=== Records to process ===

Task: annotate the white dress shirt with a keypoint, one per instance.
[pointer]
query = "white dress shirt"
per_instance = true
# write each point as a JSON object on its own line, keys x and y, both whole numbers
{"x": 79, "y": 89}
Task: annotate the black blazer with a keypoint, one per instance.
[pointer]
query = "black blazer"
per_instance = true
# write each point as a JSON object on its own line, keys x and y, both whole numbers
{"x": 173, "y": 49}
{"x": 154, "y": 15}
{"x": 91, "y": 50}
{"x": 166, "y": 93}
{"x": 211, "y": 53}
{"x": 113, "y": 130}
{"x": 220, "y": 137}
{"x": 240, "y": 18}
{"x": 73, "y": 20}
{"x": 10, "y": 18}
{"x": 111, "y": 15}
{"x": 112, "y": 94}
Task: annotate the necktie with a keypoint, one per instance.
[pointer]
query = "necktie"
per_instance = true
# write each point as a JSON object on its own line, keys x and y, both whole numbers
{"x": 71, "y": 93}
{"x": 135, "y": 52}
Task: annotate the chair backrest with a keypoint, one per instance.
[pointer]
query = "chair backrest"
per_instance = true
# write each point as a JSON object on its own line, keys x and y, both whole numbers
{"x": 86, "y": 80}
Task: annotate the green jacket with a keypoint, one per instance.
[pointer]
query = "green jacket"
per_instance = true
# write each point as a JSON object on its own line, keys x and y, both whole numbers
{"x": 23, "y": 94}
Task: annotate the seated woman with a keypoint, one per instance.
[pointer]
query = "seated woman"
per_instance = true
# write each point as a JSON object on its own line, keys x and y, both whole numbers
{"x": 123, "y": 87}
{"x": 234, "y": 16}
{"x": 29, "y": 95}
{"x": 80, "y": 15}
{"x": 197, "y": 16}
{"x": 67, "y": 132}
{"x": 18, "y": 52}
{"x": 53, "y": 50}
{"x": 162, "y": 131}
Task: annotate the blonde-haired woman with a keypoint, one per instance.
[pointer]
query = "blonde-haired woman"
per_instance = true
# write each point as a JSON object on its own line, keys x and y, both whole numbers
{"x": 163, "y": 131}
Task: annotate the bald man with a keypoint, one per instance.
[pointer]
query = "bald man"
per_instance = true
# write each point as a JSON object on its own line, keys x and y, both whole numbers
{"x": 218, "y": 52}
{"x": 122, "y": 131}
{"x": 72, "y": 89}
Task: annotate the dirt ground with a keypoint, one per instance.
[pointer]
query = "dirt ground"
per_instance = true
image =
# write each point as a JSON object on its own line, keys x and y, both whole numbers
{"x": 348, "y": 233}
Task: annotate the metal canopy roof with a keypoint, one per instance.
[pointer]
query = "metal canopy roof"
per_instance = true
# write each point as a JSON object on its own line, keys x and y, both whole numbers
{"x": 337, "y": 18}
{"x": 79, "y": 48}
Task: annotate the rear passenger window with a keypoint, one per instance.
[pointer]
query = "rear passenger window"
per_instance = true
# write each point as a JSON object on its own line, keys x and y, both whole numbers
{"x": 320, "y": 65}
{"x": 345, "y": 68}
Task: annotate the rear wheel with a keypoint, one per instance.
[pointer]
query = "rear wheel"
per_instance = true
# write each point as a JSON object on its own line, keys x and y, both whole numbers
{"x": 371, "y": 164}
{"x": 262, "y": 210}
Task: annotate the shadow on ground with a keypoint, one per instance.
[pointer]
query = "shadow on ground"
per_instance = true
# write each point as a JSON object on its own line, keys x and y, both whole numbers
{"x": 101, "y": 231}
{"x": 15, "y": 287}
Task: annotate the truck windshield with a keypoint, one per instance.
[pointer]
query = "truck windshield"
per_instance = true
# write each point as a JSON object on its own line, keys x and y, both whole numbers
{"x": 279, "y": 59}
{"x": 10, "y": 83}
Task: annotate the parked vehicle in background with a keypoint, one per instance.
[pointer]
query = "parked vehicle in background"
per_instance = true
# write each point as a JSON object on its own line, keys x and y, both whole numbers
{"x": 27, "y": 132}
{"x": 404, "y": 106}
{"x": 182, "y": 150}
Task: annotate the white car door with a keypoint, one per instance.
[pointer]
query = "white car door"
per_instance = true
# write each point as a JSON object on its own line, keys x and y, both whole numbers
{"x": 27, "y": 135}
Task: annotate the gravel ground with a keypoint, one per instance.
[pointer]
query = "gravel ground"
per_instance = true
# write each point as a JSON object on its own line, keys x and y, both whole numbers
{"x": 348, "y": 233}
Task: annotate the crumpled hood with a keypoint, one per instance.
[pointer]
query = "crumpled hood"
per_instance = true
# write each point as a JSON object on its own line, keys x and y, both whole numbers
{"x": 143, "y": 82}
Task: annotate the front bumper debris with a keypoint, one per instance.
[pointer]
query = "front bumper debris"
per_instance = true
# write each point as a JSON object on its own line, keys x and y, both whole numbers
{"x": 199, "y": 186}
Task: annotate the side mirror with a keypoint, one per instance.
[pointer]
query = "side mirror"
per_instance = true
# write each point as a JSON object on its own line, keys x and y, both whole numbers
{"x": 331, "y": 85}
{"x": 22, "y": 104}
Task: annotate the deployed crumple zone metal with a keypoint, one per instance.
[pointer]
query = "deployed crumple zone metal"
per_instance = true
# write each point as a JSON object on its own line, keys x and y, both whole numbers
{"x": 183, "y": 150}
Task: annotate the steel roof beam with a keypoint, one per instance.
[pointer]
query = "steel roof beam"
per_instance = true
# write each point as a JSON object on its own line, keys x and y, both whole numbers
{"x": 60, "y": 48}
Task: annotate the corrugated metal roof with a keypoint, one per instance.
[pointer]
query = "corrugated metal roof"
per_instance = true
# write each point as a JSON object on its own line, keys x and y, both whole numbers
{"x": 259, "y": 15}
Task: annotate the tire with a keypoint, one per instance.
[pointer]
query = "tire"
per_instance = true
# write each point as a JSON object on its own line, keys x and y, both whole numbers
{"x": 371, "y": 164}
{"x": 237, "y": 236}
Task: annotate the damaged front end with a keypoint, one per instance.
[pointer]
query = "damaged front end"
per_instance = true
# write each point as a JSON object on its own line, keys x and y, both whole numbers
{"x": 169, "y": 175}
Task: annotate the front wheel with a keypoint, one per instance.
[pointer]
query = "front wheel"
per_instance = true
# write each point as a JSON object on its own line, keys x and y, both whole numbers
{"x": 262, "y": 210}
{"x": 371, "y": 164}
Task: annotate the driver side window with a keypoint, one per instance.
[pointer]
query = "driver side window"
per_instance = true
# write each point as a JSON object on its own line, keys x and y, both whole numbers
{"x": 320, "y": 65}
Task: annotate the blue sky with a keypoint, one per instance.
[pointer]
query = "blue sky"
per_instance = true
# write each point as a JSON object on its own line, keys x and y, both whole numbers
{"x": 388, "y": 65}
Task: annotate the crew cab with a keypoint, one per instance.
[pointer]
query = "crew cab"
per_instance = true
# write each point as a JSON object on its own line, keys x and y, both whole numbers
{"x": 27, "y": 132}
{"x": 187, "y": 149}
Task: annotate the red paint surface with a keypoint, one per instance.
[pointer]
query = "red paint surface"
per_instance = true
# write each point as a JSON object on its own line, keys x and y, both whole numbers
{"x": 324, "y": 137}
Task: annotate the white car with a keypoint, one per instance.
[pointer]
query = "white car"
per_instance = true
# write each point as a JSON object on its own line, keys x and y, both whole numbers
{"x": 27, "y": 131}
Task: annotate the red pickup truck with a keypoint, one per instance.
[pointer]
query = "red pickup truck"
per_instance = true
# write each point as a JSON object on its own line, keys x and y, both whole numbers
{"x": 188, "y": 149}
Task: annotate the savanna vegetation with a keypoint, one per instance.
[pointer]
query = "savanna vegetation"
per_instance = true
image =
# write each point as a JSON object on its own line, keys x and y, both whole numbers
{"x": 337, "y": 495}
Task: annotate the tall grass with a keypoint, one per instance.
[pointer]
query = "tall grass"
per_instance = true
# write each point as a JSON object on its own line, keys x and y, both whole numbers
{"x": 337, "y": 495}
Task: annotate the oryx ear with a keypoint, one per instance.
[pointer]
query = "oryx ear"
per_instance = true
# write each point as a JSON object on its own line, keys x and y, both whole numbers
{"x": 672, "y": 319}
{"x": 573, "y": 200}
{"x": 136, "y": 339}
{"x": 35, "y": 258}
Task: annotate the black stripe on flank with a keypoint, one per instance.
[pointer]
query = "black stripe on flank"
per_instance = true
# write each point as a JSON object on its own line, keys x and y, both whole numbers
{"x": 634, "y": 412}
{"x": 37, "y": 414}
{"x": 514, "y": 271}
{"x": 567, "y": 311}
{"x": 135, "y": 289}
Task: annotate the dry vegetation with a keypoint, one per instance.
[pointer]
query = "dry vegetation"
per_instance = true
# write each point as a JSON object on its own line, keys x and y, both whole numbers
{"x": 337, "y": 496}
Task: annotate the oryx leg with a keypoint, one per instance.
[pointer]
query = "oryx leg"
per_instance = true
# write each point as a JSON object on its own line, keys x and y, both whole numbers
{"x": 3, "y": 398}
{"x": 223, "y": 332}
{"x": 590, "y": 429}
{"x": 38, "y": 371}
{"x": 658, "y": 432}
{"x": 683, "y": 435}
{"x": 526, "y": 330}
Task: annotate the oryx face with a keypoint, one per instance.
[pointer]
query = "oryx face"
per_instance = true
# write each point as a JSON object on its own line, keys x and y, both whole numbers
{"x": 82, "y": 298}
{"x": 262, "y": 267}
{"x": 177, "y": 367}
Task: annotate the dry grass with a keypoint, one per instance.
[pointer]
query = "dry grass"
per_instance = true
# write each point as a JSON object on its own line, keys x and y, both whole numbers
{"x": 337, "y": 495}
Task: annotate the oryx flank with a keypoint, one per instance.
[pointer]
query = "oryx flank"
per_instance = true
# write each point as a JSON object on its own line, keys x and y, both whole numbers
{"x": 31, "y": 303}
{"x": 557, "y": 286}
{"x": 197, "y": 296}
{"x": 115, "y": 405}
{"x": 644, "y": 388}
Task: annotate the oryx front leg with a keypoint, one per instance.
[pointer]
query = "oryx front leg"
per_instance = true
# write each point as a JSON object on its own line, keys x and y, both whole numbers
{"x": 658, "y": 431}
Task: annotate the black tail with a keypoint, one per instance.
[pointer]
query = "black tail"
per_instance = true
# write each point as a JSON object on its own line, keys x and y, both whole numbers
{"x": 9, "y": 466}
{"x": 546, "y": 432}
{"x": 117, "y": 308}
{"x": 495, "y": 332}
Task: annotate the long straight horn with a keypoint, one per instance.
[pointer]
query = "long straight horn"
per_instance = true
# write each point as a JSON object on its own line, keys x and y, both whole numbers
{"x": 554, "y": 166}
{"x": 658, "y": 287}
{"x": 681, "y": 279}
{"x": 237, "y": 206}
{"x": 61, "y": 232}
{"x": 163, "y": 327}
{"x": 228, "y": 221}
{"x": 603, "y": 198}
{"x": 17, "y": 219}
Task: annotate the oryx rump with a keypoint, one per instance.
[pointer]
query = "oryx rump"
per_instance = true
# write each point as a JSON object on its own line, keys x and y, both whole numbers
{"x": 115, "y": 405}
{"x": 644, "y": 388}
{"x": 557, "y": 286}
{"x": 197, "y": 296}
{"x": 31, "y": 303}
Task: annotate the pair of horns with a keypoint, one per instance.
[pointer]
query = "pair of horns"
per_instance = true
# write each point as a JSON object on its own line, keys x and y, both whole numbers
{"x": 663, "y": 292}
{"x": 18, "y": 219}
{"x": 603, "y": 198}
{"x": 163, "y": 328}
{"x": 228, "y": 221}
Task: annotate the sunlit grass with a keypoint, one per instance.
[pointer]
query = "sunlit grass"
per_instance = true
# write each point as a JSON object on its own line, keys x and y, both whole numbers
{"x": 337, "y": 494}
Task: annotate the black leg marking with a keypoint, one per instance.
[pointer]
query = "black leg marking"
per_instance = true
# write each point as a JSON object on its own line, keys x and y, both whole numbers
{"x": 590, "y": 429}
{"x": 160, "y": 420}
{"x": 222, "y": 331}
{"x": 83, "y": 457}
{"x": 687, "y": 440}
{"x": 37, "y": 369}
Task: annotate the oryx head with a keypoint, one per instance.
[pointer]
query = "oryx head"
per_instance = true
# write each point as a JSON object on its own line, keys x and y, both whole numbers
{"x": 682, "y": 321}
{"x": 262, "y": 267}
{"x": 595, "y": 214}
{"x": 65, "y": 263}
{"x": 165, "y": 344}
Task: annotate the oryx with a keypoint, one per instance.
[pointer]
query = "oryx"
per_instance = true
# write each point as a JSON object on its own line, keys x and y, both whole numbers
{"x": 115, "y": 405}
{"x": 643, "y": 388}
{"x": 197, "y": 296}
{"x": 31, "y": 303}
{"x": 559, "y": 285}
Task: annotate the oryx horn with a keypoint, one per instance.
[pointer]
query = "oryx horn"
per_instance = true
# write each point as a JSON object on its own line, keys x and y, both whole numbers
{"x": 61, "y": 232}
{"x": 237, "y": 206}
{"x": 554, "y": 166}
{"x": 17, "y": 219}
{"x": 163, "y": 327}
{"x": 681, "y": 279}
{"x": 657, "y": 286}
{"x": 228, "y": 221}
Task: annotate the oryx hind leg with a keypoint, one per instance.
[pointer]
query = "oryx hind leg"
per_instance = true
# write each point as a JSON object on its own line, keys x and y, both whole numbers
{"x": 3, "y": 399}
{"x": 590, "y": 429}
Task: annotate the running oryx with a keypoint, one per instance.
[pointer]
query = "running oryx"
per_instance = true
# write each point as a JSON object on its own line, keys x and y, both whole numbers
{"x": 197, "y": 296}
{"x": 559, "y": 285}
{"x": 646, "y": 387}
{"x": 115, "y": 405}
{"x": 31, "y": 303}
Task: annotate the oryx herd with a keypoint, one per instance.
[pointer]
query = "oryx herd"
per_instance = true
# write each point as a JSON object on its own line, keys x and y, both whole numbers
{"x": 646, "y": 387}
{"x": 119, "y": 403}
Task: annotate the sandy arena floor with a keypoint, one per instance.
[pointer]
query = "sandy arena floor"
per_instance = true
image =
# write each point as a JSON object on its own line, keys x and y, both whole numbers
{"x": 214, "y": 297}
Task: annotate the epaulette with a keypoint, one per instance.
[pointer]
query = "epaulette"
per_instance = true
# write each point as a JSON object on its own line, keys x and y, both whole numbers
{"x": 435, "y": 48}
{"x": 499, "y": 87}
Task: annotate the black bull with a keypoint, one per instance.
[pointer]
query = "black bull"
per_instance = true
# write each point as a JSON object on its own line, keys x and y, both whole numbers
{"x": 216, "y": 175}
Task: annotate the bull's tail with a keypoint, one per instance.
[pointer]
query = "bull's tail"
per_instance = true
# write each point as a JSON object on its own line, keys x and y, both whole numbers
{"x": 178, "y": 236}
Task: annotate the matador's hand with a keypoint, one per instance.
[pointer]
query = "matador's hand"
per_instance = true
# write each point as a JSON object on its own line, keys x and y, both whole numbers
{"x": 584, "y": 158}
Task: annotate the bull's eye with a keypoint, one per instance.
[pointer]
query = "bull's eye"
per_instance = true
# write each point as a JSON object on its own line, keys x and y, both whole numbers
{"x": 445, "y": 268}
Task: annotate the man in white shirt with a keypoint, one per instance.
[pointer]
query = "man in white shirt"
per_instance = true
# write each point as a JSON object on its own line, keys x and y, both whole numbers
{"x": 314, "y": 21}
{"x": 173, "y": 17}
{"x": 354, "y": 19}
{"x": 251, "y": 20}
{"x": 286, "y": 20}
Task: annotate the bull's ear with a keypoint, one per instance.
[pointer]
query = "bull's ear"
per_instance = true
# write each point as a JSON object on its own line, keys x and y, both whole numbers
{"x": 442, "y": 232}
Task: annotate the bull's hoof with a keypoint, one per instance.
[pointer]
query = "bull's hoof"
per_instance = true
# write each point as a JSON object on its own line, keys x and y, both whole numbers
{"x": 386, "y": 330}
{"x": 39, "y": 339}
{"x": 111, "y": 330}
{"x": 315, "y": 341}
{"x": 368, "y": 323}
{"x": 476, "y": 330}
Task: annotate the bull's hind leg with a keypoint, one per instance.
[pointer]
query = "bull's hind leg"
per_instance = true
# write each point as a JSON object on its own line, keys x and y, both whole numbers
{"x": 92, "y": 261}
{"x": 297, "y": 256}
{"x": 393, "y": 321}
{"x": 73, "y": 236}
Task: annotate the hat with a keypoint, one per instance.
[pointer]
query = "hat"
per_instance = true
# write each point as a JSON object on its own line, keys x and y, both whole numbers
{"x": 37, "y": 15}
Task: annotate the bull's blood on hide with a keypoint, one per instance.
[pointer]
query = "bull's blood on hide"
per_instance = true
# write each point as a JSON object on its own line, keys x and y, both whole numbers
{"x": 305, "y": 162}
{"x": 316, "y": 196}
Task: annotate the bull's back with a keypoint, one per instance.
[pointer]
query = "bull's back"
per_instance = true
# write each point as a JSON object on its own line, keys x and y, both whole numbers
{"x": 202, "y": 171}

===

**Directive**
Could you render the data above as a numbered list, from the line containing "Task: annotate the bull's blood" through the end of the data, both included, with blank lines omitted?

**Response to the exercise**
1. Task: annotate the bull's blood on hide with a keypoint, one per instance.
2. [pointer]
3. query = "bull's blood on hide"
4. per_instance = true
5. # write each point as a JSON object on its own line, keys x and y, both whole numbers
6. {"x": 305, "y": 162}
7. {"x": 316, "y": 196}
8. Task: annotate the bull's back with a keypoint, one per instance.
9. [pointer]
10. query = "bull's back"
11. per_instance = true
12. # write each point as a JSON object on its own line, keys x and y, both whole numbers
13. {"x": 202, "y": 171}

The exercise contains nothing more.